What is required
Collect every line from the data below that contains the string "house", copying each line in full. Case counts when matching.

Extracted information

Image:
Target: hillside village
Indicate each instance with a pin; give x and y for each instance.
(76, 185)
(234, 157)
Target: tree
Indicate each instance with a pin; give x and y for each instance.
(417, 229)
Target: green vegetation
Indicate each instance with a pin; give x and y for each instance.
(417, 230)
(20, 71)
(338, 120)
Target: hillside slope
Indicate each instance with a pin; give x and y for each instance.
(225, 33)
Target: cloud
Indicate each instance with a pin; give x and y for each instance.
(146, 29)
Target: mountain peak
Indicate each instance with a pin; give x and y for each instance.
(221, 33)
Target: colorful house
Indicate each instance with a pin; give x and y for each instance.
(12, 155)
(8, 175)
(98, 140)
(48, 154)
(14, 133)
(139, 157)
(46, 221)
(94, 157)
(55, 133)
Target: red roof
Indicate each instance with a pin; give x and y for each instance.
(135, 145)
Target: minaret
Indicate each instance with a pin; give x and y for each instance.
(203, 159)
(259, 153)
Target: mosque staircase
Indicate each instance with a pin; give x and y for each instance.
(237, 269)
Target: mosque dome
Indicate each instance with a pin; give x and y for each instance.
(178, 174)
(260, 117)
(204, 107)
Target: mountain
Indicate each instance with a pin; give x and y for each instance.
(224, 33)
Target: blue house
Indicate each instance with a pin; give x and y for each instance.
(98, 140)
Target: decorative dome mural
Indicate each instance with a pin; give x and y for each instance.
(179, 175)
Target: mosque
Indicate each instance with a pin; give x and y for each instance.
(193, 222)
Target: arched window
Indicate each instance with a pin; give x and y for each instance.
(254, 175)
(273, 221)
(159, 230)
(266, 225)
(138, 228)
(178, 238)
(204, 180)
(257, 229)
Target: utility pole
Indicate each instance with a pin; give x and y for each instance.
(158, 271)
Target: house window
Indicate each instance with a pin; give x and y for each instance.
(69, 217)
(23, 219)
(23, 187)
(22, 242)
...
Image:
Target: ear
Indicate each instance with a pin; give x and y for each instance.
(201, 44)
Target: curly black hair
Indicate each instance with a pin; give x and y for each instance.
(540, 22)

Full answer
Target: colorful house
Target: blue house
Target: house window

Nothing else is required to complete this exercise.